Entries taken from a collection:
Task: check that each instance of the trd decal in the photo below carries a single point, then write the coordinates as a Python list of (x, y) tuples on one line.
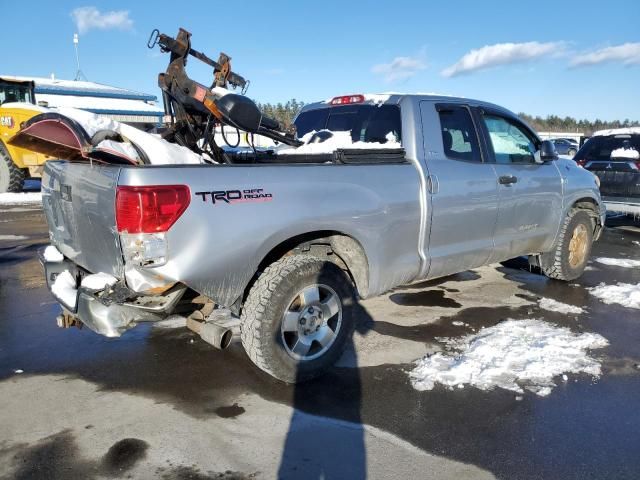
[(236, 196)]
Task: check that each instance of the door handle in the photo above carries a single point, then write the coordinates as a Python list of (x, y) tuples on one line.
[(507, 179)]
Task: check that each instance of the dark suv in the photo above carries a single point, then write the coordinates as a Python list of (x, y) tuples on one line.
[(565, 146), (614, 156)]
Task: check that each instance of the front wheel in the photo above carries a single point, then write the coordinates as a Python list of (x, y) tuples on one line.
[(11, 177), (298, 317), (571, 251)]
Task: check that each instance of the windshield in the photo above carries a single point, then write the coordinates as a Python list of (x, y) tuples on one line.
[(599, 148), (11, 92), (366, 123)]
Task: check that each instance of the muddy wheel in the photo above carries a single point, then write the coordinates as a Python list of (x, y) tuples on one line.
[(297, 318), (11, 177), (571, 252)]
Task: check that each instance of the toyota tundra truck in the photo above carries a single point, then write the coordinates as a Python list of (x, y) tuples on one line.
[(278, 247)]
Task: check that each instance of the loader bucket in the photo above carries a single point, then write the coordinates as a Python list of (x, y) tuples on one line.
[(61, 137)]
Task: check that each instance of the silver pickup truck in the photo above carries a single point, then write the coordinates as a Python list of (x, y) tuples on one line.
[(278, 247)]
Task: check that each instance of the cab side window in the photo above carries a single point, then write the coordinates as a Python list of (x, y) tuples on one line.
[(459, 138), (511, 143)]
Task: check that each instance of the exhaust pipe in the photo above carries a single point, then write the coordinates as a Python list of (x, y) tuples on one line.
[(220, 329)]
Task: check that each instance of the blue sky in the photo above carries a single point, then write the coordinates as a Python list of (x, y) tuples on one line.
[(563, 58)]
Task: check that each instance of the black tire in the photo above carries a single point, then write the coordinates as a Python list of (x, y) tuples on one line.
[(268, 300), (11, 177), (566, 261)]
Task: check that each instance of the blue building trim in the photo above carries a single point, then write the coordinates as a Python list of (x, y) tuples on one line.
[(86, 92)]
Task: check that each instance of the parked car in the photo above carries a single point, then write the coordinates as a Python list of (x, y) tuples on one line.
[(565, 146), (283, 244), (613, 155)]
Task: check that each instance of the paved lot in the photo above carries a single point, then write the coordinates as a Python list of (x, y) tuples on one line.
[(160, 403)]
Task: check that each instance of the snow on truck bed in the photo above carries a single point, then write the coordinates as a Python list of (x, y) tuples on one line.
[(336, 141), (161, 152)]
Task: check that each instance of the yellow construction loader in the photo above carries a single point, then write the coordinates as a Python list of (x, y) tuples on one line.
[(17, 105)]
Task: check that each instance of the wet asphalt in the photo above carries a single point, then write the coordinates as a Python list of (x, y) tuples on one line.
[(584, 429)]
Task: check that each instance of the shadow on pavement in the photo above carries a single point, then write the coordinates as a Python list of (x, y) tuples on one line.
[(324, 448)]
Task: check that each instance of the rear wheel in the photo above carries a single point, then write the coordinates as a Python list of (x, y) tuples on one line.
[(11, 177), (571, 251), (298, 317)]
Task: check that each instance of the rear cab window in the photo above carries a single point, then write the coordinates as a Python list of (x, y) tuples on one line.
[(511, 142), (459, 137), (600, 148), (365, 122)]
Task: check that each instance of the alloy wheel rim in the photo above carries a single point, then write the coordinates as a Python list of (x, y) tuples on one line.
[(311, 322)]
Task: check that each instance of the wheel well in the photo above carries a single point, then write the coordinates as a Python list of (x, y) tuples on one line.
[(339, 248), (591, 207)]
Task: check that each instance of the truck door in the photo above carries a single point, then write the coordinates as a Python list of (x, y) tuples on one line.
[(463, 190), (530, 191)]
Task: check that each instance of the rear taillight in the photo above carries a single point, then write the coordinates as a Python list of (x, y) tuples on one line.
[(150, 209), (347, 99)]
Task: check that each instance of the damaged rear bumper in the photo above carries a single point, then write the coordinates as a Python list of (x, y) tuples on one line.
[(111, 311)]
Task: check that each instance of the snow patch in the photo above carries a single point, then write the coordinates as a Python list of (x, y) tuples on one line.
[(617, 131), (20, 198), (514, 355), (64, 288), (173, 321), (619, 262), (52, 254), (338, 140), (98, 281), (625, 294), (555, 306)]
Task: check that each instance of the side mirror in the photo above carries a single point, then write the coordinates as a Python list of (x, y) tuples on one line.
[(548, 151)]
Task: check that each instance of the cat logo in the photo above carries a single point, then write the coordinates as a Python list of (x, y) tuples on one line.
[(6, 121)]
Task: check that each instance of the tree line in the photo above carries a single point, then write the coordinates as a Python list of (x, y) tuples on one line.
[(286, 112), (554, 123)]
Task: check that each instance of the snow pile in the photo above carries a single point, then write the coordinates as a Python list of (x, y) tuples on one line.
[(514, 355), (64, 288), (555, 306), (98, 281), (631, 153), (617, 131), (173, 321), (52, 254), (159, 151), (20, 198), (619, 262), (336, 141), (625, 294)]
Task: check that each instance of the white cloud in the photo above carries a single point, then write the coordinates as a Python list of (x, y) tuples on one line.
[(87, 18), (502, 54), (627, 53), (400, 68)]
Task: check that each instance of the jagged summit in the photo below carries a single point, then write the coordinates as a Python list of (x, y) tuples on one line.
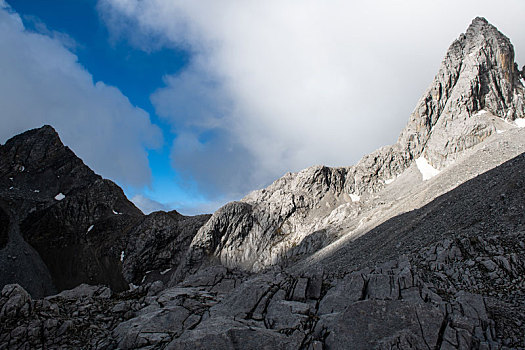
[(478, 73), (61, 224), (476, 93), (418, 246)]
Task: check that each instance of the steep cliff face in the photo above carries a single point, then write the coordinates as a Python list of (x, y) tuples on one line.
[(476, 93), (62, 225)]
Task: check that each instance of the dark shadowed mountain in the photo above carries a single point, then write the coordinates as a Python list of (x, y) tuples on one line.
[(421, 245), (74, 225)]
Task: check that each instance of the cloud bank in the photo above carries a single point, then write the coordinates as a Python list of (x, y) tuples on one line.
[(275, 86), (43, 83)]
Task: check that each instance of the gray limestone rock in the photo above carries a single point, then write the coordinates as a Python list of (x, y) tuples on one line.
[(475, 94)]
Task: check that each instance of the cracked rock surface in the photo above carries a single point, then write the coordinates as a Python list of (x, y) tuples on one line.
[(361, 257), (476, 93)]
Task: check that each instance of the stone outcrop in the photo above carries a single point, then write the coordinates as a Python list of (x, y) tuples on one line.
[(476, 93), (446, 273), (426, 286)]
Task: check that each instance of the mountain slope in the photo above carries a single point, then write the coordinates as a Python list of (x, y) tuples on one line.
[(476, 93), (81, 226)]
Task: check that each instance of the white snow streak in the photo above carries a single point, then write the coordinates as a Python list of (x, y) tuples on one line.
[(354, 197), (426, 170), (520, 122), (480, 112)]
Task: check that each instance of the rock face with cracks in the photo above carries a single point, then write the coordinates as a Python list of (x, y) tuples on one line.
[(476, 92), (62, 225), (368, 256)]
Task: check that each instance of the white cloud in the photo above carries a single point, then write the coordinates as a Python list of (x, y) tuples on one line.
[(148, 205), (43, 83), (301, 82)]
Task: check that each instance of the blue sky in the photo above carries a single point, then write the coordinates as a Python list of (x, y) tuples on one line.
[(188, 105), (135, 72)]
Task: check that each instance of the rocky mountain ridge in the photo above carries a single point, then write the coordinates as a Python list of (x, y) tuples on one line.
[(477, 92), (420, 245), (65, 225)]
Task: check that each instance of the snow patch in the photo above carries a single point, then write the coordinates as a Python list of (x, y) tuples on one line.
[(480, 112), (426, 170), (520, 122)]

# WHAT YOU NEED TO DO
All entries are to be retyped exactly. Omit any embedded images.

# PROBLEM SOLUTION
Task: check that each instance of the trd decal in the photo below carries a single point, then write the coordinates as a Python list of (x, y) tuples on one line.
[(236, 196)]
Task: check that each instance of the door handle in the photo above carries a single point, then write the coordinates as a Python list of (x, y) tuples on one line.
[(507, 179)]
Task: check that each instance of the dark suv in the photo above carries a single point, then write the coordinates as a Python list of (x, y) tuples on one line.
[(565, 146), (614, 156)]
Task: check that each instance of the front wheel in the photo above carries a single point, then write the coordinates as a Python list of (x, y) tuples on one line.
[(11, 177), (298, 317), (571, 251)]
Task: check that each instance of the windshield in the photo above carries a single point, then write the coordinates as a Python list of (x, y) tuples on one line.
[(599, 148), (11, 92), (366, 123)]
Task: check that each instance of the muddy wheel in the photo above carries a single point, then write the coordinates as a Python list of (x, y) tuples on one line.
[(297, 318), (11, 177), (571, 252)]
Task: check that each instance of the toyota tundra truck in the photo above carries a single point, then write the coordinates as a Python list of (x, y) tuples on one line.
[(278, 247)]
Task: check that each instance of the loader bucket in the photo above carries a single point, then write the coordinates as a Python list of (x, y) tuples on one line.
[(61, 137)]
Task: check that each instance of the silver pickup truck in the photo above carries a single point, then write the coordinates as a Python list of (x, y) tuples on one line.
[(278, 247)]
Task: check that each instance of the cab side window in the photo above carries a single point, then write the coordinates as a Python list of (x, y) tuples on one line.
[(459, 138), (511, 143)]
Task: check that each instance of the exhaust pipe in the photo above carries a single point, then write the coordinates as a Python list of (x, y) tuples on one line.
[(220, 329)]
Task: check that each instance of the blue sky in the photo above carries a single point, then write the coordinates as a Python list of (x, y) tuples on one line.
[(563, 58)]
Task: check that each instance of the black tire in the photo above carries a single point, then write the coordinates as a Python list of (x, y) tuples on one line.
[(268, 300), (11, 177), (566, 261)]
Task: check that each instance of the blue building trim in the photo above carries a single point, then write the coordinates as a Python list of (x, y) tuples on one line.
[(86, 92)]
Task: check that each instance of the parked car in the photo above carries a single point, then write the coordinates as a Python list of (x, y) tuples on one line.
[(565, 146), (283, 244), (613, 155)]
Task: check that each instance of the paved lot in the photo above carries a single point, then write the coordinates as a Python list of (x, y) tuples on one line.
[(160, 403)]
Task: check that each instance of the snow on truck bed in the photo above carries a single point, then write the coordinates as a Python list of (x, y) tuples on one line.
[(336, 141), (161, 152)]
Task: check that each instance of the yellow construction loader in the photo above carries a single point, then write the coordinates as a Python list of (x, y) tuples on one line.
[(17, 105)]
Task: check that each instance of the wet asphalt in the photo above carries a single point, then write the coordinates as a Python list of (x, y) tuples on one line.
[(584, 429)]
Task: check that each instance of the shadow on pavement in the photo above carries a single point, then write the coordinates as a Python list of (x, y) tuples on one line.
[(324, 448)]
Task: check that each instance of the rear wheel in the photo above carries a single point, then write the coordinates as a Python list of (x, y) tuples on one line.
[(11, 177), (571, 251), (298, 317)]
Task: check that each instance of the rear cab window in the photo above carries a single point, then write the coordinates as a Python list of (x, y) tuples on one line.
[(511, 142), (459, 137), (600, 148), (365, 122)]
Task: check that each instance of the alloy wheel rim in the photo above carries a single point, then write the coordinates as a Python list of (x, y) tuples on one line.
[(311, 322)]
Task: check that each instance of the wheel well in the photo above carries a single point, then write the coordinates as a Python list of (x, y) tuples on one line.
[(339, 248), (591, 207)]
Task: check that each instance of the truck door in the photo above carries a single point, then write the coordinates as a Python list of (x, y) tuples on one line.
[(463, 190), (530, 191)]
Task: check that each instance of the rear taillight in the photo above carries a single point, then write the coordinates as a Python list of (x, y) tuples on one line.
[(150, 209), (347, 99)]
Task: check that each instance of the damaged rear bumper in the photo above carries a single point, then write the coordinates as a Python list of (x, y) tuples on one line.
[(111, 311)]
Task: check that each instance of the snow patch in the photo above carries a single point, then write the coordinates as a Python list of (x, y) tuples on one line.
[(617, 131), (20, 198), (514, 355), (64, 288), (173, 321), (619, 262), (52, 254), (338, 140), (98, 281), (625, 294), (555, 306)]
Task: check that each instance of the side mirror in the photo above carries a single point, then write the coordinates as a Python list of (x, y) tuples on one line.
[(548, 151)]
Task: check that each instance of the cat logo in the photo above carries a single point, then write the coordinates as a Python list of (x, y) tuples on one line.
[(6, 121)]
Task: check that each instance of the tree line in the photo above carries a single point, then write the coordinates as a Python list of (x, y) tuples on one line.
[(286, 112), (554, 123)]
Task: check that each instance of the snow pile in the photo above carries a single point, then write the coordinates as a Python list of (x, y) tuples on one line.
[(514, 355), (64, 288), (555, 306), (98, 281), (631, 153), (617, 131), (173, 321), (52, 254), (159, 151), (20, 198), (619, 262), (336, 141), (625, 294)]
Task: check that each instance of the white cloud in the photo above carries a single point, then write the coordinates as a Python list of (x, y) tuples on one line.
[(87, 18), (502, 54), (627, 53), (400, 68)]
Task: check that each instance of the jagged summit in the photo below carries a single point, then write the coordinates as a Python list of (x, y) tuples on one line.
[(478, 73), (61, 224), (476, 93), (418, 246)]
Task: check that each instance of the steep cliff face in the photo above carries a single point, then write the coordinates as a Python list of (x, y) tuples on one line.
[(476, 93), (62, 225)]
Task: check that each instance of the dark shadowed mountain in the photo above carries a single point, then write the coordinates as a Python list of (x, y) tuples on one line.
[(421, 245), (74, 225)]
Task: check that each instance of the cloud bank in the photo above carries a single point, then write the coordinates as a Python list of (x, y) tuples on one line.
[(275, 86), (43, 83)]
Task: check that each instance of the gray limestone rock in the photo above carries a single point, then write the coordinates as a Python list of (x, y) tuples on one line.
[(475, 94)]
Task: check that each instance of the cracked rock surface in the photo above carries a single point, then write the coordinates as a Python list of (x, y) tuples on one line.
[(361, 257), (476, 93)]
Task: check that each instance of the stone outcrop in the photo above carries a single point, then write the coordinates as a Python list of (x, y) tuples on one line.
[(476, 93), (446, 273), (426, 286)]
Task: check that each instance of the mountain slope in the photo above carries a single point, then write the coordinates as a Python list of (x, y) tuples on one line.
[(476, 93), (81, 226)]
Task: check that each instance of the white snow streak in the photo above carries a single point, then write the coordinates as a Python list of (x, y) tuples on one line.
[(354, 197), (426, 170), (520, 122), (480, 112)]
Task: check that each instance of the rock face with cracks in the photo above carries a single point, then write the coordinates as a Python list of (x, y) tuples on one line.
[(476, 92), (62, 225), (368, 256)]
Task: check that each instance of the white cloud in the photo above carries a single point, then write the coordinates as a Python list of (x, y) tuples on one line.
[(148, 205), (43, 83), (301, 82)]
Task: check that each instance of the blue sky in the photo above carries a single point, then write the coordinates as a Python list of (x, y) tuples on one line.
[(188, 105), (135, 72)]
Task: check that each instance of the rocky mountain ridge in the photo above carries a single point, then write the coordinates as a Python list of (x, y) tuples on one line.
[(477, 92), (420, 245), (65, 225)]
Task: check that each instance of the snow patch in the photo above carries a single point, then write the coordinates as a Python list of (x, y) tuples on one line.
[(480, 112), (426, 170), (520, 122)]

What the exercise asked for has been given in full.